Man's best friend helps soldiers with PTSD

According to the Veteran’s Administration, 800,000 returning soldiers from Iraq and Afghanistan have been diagnosed with post traumatic stress disorder (PTSD)—and less than half will get the help they need.  But lately, these soldiers are getting a little help from man’s best friend.

Kate Revels was one of thousands of soldiers who suffered in silence from PTSD.

“There's a certain amount of shame or guilt that you carry around with you.. in addition to feeling embarrassed,” Revels said.

Revels’ condition became so difficult to manage that she had to retire from the military and eventually start therapy.  However, it wasn’t until she was matched with a terrier mix named Raiki that she said she finally started to heal.

Raiki is a service dog trained to assist soldiers like Kate who suffer from PTSD.

“When I get anxious, she comes over to let me pet her or rub her, or she'll put her head under my arm, and she knows that I'm anxious or upset,” Revels explained.

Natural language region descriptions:

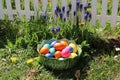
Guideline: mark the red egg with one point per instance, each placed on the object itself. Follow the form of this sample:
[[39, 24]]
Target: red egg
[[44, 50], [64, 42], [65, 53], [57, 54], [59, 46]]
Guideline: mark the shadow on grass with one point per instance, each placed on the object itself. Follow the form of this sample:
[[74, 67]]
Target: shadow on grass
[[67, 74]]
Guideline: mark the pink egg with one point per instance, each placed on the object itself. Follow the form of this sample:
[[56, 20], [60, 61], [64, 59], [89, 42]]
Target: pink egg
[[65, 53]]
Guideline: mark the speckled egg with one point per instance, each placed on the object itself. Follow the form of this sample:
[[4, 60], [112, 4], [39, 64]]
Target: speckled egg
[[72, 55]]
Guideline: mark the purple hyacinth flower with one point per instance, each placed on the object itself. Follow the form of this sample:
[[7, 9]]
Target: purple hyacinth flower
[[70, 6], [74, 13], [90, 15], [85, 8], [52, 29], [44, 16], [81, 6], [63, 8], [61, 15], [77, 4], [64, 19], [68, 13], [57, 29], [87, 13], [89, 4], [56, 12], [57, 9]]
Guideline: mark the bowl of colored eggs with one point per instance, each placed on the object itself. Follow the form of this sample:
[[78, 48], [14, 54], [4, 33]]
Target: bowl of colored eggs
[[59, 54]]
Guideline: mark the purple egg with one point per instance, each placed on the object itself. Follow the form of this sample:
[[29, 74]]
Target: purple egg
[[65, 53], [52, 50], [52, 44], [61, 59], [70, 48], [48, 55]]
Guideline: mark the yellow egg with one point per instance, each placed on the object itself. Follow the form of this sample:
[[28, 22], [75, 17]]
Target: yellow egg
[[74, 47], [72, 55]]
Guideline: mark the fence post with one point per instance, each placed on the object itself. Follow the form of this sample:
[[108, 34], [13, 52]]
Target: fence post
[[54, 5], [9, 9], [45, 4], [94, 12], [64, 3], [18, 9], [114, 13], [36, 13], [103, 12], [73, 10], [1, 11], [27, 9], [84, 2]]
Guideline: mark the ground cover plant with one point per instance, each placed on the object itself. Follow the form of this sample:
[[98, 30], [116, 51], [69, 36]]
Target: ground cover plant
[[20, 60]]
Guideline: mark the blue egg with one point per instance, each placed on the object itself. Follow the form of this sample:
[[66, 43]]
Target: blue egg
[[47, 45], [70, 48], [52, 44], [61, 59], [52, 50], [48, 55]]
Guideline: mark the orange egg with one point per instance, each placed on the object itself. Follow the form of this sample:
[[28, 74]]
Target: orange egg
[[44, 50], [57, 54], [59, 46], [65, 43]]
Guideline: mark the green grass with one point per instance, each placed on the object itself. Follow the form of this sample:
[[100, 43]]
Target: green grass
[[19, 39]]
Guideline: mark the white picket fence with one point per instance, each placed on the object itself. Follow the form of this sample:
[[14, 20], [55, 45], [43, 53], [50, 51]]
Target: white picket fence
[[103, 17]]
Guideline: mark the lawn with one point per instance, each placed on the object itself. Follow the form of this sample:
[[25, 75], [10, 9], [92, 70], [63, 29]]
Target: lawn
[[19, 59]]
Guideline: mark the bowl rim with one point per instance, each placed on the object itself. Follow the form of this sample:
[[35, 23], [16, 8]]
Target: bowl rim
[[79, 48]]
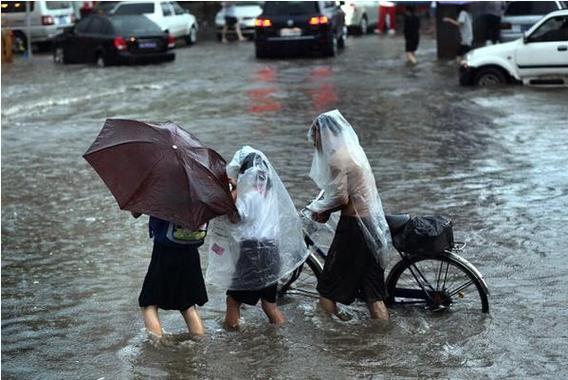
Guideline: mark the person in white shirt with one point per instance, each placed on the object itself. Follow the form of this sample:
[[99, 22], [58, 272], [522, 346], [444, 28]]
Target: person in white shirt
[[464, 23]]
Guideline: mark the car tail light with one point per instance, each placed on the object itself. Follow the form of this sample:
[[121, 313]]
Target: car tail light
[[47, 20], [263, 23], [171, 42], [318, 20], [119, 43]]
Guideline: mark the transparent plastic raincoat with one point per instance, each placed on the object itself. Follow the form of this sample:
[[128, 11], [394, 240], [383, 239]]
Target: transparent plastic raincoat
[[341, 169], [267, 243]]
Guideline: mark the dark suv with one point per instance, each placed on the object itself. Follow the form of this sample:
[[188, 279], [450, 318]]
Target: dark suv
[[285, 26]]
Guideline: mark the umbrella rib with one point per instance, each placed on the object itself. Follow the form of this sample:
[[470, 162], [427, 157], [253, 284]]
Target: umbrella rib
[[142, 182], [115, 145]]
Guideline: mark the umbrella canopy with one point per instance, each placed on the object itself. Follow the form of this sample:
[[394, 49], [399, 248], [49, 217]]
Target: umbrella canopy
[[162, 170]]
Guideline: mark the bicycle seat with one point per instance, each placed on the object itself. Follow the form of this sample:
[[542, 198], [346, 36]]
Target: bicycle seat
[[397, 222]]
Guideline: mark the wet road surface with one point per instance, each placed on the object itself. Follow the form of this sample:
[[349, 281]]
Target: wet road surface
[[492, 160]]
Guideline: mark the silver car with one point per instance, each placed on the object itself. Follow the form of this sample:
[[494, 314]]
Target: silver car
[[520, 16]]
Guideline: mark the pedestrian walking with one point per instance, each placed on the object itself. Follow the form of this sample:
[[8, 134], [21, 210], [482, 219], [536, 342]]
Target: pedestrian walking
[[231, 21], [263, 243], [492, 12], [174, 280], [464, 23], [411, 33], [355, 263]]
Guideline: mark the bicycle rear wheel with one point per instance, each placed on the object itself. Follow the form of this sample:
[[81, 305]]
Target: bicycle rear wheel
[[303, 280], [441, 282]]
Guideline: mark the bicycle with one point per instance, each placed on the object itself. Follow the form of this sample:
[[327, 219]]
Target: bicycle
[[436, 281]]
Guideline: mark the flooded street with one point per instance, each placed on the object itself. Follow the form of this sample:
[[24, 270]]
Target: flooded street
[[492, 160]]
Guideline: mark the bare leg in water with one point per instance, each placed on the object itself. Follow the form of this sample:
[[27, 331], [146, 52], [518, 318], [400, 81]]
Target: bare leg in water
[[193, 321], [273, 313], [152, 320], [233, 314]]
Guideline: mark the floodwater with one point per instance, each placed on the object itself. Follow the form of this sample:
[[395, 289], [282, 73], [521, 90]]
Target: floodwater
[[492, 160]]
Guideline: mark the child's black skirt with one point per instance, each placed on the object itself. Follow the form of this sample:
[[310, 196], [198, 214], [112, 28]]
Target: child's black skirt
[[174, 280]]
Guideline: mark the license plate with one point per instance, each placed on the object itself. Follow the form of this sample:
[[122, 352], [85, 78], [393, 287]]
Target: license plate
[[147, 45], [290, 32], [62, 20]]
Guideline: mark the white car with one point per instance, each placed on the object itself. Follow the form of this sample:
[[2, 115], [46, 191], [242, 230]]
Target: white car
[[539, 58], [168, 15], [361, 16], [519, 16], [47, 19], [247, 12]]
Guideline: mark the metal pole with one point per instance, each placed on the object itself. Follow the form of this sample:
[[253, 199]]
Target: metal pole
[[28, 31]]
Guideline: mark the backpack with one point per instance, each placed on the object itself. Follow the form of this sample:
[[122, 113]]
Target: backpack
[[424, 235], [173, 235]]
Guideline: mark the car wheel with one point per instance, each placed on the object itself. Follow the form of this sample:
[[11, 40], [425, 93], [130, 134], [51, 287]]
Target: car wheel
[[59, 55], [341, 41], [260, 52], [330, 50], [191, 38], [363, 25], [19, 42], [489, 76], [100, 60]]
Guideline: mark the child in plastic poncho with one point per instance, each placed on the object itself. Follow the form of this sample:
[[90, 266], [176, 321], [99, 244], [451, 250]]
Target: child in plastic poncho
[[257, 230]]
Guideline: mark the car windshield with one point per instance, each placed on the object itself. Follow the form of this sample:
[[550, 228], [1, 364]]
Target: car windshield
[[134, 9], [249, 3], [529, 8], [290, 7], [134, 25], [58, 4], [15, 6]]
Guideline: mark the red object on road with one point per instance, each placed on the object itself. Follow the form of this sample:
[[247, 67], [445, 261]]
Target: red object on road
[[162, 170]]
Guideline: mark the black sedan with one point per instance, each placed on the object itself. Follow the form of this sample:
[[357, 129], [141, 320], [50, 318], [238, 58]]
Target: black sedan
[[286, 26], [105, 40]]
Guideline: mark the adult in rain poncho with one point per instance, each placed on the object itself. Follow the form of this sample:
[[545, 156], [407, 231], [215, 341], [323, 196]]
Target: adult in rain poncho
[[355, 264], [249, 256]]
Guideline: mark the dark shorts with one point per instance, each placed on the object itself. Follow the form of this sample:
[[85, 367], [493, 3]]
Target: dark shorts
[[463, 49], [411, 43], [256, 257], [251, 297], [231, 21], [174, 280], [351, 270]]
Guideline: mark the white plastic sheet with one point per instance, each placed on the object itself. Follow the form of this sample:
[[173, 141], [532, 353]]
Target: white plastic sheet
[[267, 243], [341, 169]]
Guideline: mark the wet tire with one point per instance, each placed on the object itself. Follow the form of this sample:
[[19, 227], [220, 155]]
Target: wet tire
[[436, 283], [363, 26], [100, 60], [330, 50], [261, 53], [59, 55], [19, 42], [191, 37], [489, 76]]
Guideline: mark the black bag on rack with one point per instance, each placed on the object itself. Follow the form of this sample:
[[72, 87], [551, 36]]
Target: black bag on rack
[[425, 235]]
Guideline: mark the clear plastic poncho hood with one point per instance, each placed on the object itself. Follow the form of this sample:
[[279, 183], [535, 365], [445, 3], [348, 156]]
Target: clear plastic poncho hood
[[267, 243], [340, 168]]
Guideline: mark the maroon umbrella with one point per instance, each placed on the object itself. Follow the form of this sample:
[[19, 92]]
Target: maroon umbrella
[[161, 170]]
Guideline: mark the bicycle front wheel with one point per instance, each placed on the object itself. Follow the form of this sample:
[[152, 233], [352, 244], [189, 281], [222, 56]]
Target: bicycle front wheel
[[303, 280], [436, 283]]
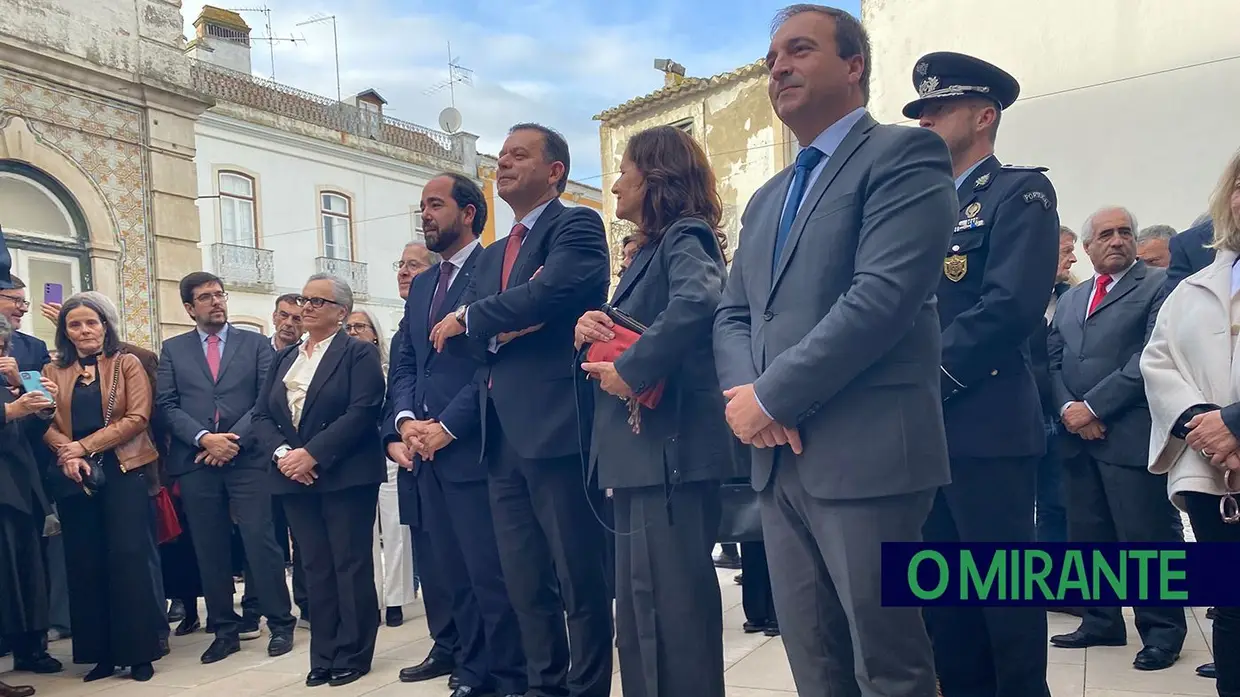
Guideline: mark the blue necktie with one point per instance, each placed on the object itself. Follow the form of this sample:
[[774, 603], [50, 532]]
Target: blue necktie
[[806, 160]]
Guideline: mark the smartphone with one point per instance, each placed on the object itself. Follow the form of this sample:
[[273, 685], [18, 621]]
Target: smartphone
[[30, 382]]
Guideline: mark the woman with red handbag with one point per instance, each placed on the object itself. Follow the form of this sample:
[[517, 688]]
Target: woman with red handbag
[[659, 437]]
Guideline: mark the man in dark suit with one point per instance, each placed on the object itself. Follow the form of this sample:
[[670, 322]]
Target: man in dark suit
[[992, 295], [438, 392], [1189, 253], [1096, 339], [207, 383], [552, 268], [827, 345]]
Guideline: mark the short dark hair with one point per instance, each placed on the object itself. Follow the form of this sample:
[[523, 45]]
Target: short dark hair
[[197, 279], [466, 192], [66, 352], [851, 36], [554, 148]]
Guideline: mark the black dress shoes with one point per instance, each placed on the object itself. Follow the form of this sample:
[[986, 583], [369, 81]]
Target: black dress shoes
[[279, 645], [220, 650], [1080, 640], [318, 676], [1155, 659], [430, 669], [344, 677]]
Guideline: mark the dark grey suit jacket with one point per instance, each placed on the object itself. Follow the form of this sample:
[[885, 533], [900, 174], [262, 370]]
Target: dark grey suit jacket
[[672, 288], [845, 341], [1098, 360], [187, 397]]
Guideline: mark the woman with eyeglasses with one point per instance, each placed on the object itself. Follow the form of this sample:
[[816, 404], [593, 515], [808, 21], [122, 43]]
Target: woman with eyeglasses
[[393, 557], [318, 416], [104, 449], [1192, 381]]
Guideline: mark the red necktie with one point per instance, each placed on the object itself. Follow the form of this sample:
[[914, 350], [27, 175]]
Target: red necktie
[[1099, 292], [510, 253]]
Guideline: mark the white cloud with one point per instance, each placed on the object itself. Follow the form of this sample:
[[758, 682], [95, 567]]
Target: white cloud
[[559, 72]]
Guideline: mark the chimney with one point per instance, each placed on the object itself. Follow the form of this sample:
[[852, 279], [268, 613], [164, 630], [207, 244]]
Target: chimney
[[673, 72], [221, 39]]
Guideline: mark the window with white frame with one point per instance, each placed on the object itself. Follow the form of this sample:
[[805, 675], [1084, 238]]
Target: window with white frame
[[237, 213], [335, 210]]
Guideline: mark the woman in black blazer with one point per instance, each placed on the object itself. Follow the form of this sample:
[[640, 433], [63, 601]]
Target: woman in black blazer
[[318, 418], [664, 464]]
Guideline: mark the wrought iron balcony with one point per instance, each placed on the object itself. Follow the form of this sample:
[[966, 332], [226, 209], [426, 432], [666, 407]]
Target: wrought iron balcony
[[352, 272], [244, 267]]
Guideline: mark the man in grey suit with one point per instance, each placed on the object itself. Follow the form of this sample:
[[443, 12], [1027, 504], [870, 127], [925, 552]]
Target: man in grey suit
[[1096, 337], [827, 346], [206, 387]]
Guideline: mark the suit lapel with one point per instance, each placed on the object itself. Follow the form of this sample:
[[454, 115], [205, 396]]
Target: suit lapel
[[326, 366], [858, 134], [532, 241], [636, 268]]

▶ PROBLEM SET
(1) List every feeling that Kate Revels names in her quoted statements in the article about service dogs helping soldiers with PTSD.
(2) Write the next part of the article about service dogs helping soldiers with PTSD, picking up after its final sentence.

▶ RESPONSES TO THE EXERCISE
(1) shame, guilt, embarrassed, anxious, upset

(2)
Raiki was trained at Green River Correctional Facility in Central City, K.Y., by inmates.  The inmates receive a new crop of dogs—which are typically unadoptable or slated for euthanization—every 8 to 12 weeks and train them until they are matched with a PTSD solider, autistic child or person with special needs.

"Knowing that I'm a part of giving that to somebody else and kind of repaying what I took—it’s . . . I don't have the right words for it.  I really don't,” said Danny Rice, an inmate at Green River Correctional Facility, who is serving a life sentence for murder.

Revels said she knew immediately after seeing her picture that Raiki was the dog she wanted—and the terrier has changed her life.

“I don’t know what I’d do without her,” she said.